• _Your objective_
Pull out every line in the listing below that contains the word "matching" and copy each of those lines in full.

* begin Data provided *

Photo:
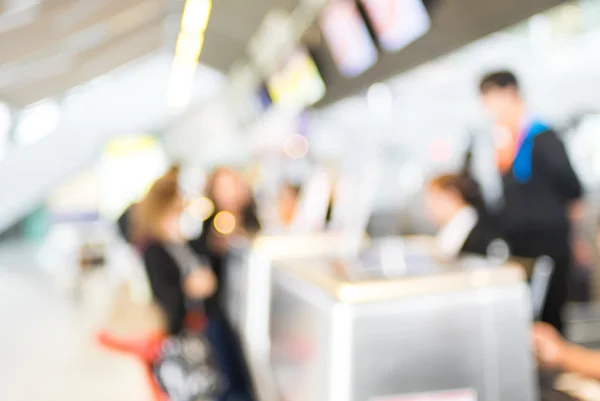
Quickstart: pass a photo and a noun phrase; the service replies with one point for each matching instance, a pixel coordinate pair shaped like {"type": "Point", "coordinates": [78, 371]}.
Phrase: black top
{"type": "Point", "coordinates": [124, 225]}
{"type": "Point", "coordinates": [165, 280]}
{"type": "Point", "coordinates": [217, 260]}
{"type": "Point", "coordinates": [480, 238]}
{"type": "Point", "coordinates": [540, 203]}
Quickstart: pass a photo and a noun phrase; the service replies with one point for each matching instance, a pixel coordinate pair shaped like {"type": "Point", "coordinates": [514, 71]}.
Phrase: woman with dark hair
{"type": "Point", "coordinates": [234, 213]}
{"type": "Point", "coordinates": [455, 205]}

* end Data provided *
* begin Data provided *

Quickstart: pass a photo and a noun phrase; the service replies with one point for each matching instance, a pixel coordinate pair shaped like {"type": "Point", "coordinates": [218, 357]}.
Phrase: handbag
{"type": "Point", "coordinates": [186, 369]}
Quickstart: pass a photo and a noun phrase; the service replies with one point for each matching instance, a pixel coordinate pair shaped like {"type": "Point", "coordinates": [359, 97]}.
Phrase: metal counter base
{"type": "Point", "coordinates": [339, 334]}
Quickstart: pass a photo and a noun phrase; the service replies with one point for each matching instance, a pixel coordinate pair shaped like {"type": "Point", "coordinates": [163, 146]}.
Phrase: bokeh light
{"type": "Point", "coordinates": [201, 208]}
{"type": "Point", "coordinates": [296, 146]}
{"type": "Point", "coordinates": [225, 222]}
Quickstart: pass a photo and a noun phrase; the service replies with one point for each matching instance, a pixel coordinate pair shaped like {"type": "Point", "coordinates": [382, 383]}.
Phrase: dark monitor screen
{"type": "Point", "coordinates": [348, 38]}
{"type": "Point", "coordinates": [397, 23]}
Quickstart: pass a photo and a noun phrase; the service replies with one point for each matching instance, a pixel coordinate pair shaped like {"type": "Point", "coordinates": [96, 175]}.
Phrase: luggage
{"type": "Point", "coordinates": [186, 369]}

* end Data provided *

• _Expected answer_
Quickstart: pass a photo and a noun phrase; the service replies with one point for each matching instance, a pixel coordinate pair shaped like {"type": "Point", "coordinates": [78, 371]}.
Quickstart: pass a photo and a noun phrase; the service replies with one point for each matching instance, a pixel coordinate pair shaped like {"type": "Point", "coordinates": [514, 71]}.
Quickstart: pass a photo and a noun phrase; the service replies with one point for each matching instance, a pixel coordinate pair shaped like {"type": "Point", "coordinates": [218, 357]}.
Quickstart: pass a photo and a noun phrase; the service replies with one point for each matching instance, a pixel coordinate pair shaped like {"type": "Point", "coordinates": [359, 97]}.
Quickstart: pass a photo and a noun phrase; the service replies with one point for each matching instance, a pixel coordinate pair shaped like {"type": "Point", "coordinates": [163, 146]}.
Quickstart: pass a photo and a noun phrase; the service replies with one point for each matching instance, a pixel coordinate pair shaped like {"type": "Point", "coordinates": [382, 383]}.
Quickstart: pass a photo and a noun phrase; the service replies with one point for each matching instance, a pixel coordinate pair shaped like {"type": "Point", "coordinates": [96, 175]}.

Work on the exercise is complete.